ACTION ITEM: The lines to extract begin at the one containing "In this picture, where can the drawer" and run to the end of the listing; set them down exactly and alone.

TASK DATA:
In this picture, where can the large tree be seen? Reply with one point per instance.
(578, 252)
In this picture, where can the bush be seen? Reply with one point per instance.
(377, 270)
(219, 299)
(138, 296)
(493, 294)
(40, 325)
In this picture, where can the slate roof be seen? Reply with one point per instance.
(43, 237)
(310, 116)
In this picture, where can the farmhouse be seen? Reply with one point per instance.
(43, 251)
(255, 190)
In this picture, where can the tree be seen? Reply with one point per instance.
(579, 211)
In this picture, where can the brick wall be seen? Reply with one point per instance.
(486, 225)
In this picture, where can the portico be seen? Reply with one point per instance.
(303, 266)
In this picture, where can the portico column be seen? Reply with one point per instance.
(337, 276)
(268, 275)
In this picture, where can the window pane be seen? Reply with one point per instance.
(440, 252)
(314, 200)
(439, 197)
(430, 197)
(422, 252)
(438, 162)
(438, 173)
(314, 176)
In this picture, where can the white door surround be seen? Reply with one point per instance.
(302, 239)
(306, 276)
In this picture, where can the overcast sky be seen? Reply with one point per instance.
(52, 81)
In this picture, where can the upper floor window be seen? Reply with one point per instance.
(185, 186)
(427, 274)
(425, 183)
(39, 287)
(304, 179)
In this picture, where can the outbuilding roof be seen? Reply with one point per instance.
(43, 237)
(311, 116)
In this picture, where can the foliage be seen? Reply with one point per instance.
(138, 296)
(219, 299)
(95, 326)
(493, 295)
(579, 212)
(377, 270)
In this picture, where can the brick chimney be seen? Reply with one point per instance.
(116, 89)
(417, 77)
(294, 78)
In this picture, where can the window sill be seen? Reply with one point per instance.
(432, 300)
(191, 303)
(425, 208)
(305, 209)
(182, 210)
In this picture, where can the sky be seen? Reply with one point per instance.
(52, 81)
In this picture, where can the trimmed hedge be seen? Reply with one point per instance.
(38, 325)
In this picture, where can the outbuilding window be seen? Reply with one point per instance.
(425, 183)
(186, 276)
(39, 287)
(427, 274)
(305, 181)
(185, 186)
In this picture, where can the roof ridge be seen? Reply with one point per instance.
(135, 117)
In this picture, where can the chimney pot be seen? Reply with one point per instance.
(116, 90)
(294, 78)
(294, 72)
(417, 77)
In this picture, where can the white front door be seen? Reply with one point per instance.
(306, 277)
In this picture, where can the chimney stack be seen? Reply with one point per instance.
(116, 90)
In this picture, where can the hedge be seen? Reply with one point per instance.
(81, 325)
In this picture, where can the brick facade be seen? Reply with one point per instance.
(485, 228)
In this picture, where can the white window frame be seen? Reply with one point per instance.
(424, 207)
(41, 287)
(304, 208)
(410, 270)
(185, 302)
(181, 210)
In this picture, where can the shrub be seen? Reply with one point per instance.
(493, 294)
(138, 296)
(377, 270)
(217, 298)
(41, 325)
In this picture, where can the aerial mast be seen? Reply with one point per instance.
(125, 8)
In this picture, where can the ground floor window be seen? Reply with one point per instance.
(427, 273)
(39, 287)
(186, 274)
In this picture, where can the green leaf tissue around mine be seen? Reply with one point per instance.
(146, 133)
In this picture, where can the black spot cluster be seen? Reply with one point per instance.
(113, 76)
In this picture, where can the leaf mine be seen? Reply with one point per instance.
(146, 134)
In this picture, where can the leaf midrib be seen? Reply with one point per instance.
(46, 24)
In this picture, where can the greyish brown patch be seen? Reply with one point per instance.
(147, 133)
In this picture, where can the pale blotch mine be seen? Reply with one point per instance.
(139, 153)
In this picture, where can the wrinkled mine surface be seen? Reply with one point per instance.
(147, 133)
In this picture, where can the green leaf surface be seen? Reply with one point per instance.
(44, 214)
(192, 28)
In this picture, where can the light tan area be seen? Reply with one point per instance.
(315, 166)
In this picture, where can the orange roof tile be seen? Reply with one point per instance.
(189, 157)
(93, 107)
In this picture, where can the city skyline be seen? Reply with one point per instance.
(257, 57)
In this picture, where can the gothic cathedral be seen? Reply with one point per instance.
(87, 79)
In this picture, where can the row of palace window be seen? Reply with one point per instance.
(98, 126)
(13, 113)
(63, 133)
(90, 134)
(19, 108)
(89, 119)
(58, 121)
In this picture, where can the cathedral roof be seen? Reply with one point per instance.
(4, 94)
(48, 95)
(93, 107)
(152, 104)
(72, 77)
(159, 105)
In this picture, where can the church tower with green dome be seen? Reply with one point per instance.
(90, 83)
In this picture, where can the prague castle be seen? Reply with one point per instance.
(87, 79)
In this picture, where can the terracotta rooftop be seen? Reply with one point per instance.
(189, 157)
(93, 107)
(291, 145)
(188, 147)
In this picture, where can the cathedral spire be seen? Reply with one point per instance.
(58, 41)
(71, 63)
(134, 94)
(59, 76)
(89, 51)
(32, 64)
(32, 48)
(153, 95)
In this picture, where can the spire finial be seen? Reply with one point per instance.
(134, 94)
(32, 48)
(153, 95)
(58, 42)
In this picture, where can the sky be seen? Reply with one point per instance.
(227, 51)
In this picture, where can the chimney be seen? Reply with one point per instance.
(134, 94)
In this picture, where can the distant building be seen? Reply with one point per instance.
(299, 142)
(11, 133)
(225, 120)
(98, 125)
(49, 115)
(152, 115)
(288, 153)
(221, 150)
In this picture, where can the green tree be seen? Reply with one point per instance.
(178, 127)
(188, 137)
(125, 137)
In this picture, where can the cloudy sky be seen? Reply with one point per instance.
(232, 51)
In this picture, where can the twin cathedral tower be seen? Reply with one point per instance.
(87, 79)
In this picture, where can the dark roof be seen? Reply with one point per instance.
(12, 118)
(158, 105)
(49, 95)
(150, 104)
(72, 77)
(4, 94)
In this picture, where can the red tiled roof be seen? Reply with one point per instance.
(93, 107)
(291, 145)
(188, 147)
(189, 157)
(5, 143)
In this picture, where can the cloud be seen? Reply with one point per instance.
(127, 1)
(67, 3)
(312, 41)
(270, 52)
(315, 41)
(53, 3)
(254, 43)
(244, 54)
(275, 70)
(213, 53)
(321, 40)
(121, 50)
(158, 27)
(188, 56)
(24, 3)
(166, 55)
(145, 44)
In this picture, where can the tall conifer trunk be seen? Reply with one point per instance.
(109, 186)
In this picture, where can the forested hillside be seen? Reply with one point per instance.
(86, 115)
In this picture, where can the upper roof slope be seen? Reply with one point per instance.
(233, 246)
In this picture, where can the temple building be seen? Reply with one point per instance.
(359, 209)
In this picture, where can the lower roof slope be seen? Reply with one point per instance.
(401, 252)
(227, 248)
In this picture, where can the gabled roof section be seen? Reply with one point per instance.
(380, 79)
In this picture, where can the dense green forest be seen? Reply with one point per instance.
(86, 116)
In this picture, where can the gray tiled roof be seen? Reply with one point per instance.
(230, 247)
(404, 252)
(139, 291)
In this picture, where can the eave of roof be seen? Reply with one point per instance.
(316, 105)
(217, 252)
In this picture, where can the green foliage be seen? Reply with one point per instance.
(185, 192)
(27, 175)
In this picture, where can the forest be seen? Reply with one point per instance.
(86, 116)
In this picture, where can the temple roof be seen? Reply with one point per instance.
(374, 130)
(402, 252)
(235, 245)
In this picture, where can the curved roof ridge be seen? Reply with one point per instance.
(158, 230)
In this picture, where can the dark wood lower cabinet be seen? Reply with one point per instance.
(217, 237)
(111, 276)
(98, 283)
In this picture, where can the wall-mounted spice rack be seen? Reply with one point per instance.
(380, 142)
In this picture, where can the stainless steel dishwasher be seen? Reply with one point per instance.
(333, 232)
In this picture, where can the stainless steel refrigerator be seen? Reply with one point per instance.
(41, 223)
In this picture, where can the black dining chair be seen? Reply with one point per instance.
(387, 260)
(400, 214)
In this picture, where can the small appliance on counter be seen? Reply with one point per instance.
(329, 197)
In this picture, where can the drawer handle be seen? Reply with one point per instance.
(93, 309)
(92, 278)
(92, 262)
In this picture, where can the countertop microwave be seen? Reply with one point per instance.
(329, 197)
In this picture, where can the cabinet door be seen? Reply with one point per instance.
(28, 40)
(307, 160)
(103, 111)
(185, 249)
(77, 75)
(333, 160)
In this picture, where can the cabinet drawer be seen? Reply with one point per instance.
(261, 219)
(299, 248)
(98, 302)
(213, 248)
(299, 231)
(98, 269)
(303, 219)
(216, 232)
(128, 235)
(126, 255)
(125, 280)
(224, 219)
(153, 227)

ANSWER SECTION:
In this picture, where can the drawer handle be seen? Reply with one point per instance.
(93, 309)
(92, 278)
(92, 262)
In this picture, where can the countertop microwave be seen? Reply with one point per instance.
(329, 197)
In this picture, where can the cabinet door be seen? Reply with one point per instance.
(28, 40)
(307, 160)
(103, 111)
(185, 249)
(77, 75)
(333, 160)
In this picture, where can the cabinet drawer be seen? Reply with one point per instance.
(261, 219)
(299, 248)
(98, 302)
(213, 248)
(299, 231)
(98, 269)
(303, 219)
(216, 232)
(128, 235)
(126, 255)
(125, 280)
(224, 219)
(153, 227)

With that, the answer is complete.